_AIM 1_:
Check each statement against the passage on the Iroquois. Answer yes or no for each, and quote the words from the passage that decide it.
(a) The Treaty of Fort Stanwix took place in October 1784.
(b) After the war, the Iroquois regained their former influential status.
(c) Arthur C. Parker gives a dating of about 1400 AD.

_EXCERPT TO READ_:
The Treaty of Fort Stanwix in October 1784 was a significant blow to the Iroquois League. The Revolutionary War had significantly weakened the strength of the confederacy, and the negotiations at the Treaty of Fort Stanwix served to further divide them. After the war, the Iroquois never returned to their former influential status
    Schoolcraft also stated (p3) “In the archaeological mystery which enveloped the area…it is believed that the Iroquois displaced an earlier civilization west of the Deowainsta or Stanwix Summit in Western New York, where it is claimed that a higher degree of civilization than any of these tribes possessed, had, at a remote period, begun to develop itself in that quarter.” If that isn’t ambiguous enough, consider his statement regarding the filling in of historical blanks and to build a modern understanding of this opaque and mysterious past, (p4)  “notes and sketches were taken down from the lips of both white and red men, wherever the matter itself and the trust-worthiness of the individual appeared to justify them. Many of the ancient forts, barrows and general places of ancient sepulcher were visited, and of some of them, accurate plans, diagrams or sketches made on the spot, or obtained from other hands.”
    It should be noted that all of this is in regard to those forts, people and circumstances dated before Schoolcraft’s time, but nothing authentically before the 1600s. Arthur C. Parker, in American Anthropologist, provides a more generous dating of about 1400 AD when he writes: “At most, let us say tentatively, that within the well-recognized areas, objects recognized as Iroquoian seem only to indicate a period of cultural fixedness of less than six hundred years” (Arthur C. Parker, The Origin of the Iroquois as Suggested by Their Archaeology, American Anthropologist, New Series Vol18, No.4, Oct-Dec 1916, pp479-507).

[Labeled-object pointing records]
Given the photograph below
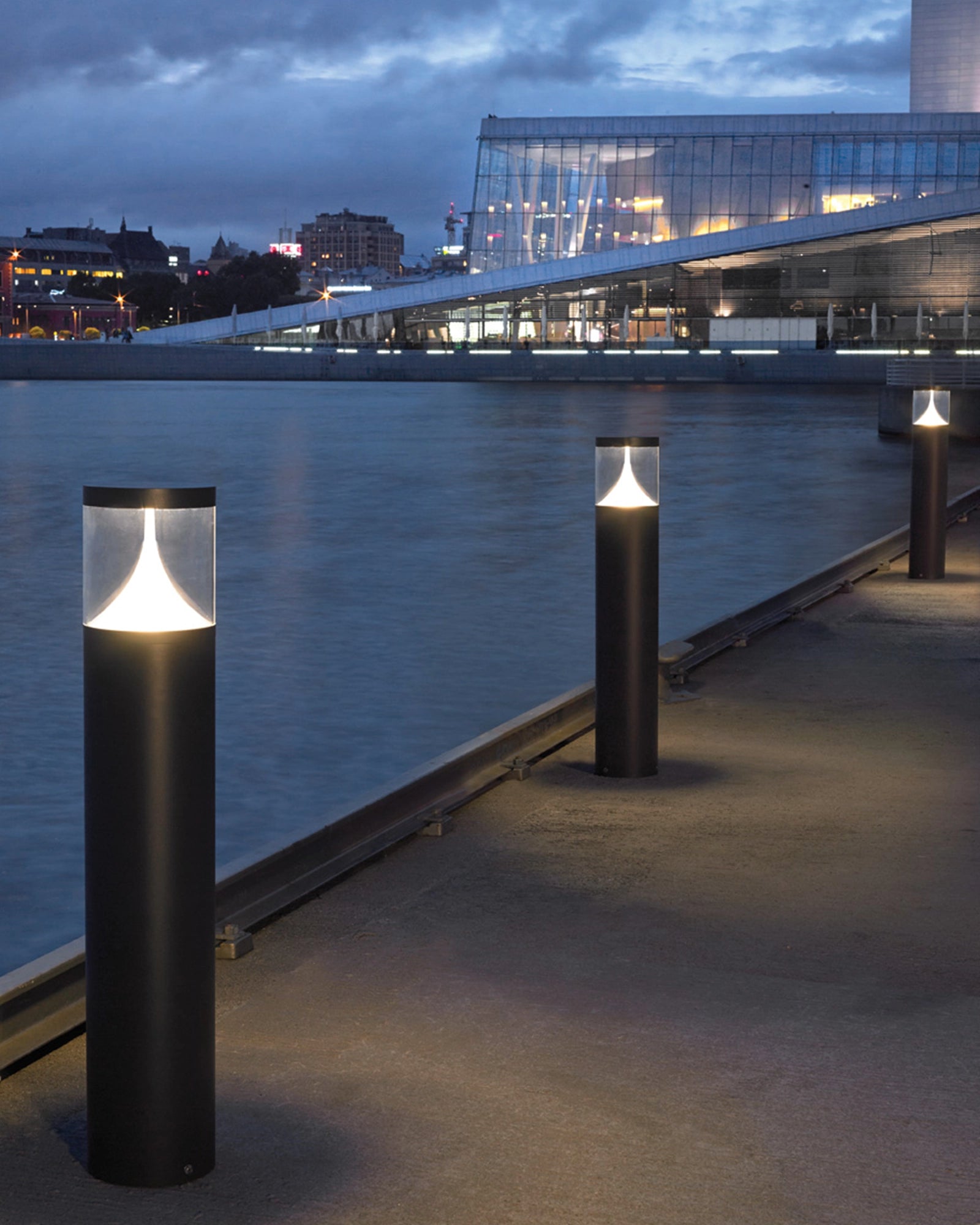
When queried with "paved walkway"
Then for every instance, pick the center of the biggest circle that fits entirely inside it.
(745, 993)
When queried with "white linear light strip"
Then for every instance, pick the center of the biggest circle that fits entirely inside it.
(150, 601)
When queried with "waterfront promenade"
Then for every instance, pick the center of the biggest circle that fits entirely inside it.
(296, 363)
(744, 993)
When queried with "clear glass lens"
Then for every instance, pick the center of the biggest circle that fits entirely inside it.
(930, 407)
(148, 570)
(628, 477)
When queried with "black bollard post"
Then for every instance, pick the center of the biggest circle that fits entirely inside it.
(930, 448)
(149, 617)
(628, 509)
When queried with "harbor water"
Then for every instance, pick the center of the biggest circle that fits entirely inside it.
(400, 569)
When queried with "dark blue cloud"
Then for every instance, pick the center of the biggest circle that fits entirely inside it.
(225, 116)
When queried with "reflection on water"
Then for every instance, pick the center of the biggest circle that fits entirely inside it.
(400, 569)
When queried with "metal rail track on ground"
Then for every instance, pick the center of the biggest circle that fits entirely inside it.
(43, 1003)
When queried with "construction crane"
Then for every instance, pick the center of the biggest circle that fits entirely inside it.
(453, 221)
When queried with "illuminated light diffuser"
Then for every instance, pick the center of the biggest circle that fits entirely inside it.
(149, 636)
(150, 601)
(930, 409)
(930, 481)
(628, 494)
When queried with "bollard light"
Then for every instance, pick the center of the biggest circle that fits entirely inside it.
(149, 630)
(628, 505)
(930, 451)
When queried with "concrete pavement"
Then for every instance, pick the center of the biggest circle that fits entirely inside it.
(744, 993)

_AIM 2_:
Rescale the labeled-object pointing records above. Write out every one of their lines again, including the lines without coordinates. Multiply each coordinate in the answers by 2.15 and round to whole numbers, with halves rounding up. Leave the pictures out.

_SOLUTION 1_:
(a) Yes: "The Treaty of Fort Stanwix in October 1784 was a significant blow to the Iroquois League."
(b) No: "After the war, the Iroquois never returned to their former influential status"
(c) Yes: "provides a more generous dating of about 1400 AD"

_SOLUTION 2_:
Given the photograph below
When queried with "paved walkway"
Then for every instance, pick the center of the biggest circle that fits entirely inside it.
(1602, 2135)
When queried with "white linear light strip"
Then for every instance, pick the center of the biggest circle that fits entirely inside it.
(323, 1292)
When queried with "waterfront promenade"
Then for every instance, pick the center of the biggest circle that fits entirely inside it.
(636, 780)
(1600, 2135)
When queried with "clear glass lens"
Then for every instance, pick the center of the biggest circle that fits entirely inside it.
(2000, 875)
(318, 1226)
(1350, 1026)
When queried with "black bollard post"
Then for every instance, pick the center of the biggest circle that fits entirely inside it.
(2000, 963)
(320, 1327)
(1350, 1094)
When queried with "harbor water"
Then for every instance, pick the center of the biggest circle that fits entirely inside it.
(860, 1223)
When queried with "dark blue cloud"
Then for every instance, pick the center of the biggest circle that fits entirely inside it.
(484, 249)
When queried with "reflection on water"
Then for every instance, pick the center of the biggest circle that fits entirely inside it.
(860, 1223)
When queried with "metal rail track on ground"
Then for every instance, pick the center of the biggest circle that fits entirely inside it.
(92, 2156)
When queried with "construction crane"
Then for every instance, pick the center of the biggest circle that fits entirely inside it.
(974, 475)
When queried with "illuminated light diffuser"
Then for every instance, pick the center of the biggest circle that fits entirely inside it.
(320, 1367)
(323, 1292)
(2000, 879)
(2000, 1034)
(1350, 1062)
When queried with "bollard light"
Then for every instance, pick the center of the biggest circle that fits entirely inside it.
(320, 1355)
(1350, 1086)
(2000, 970)
When queried with "concrete pavement"
Then for every instance, pick the center of the biggest circle that fits entirely inside it.
(1600, 2135)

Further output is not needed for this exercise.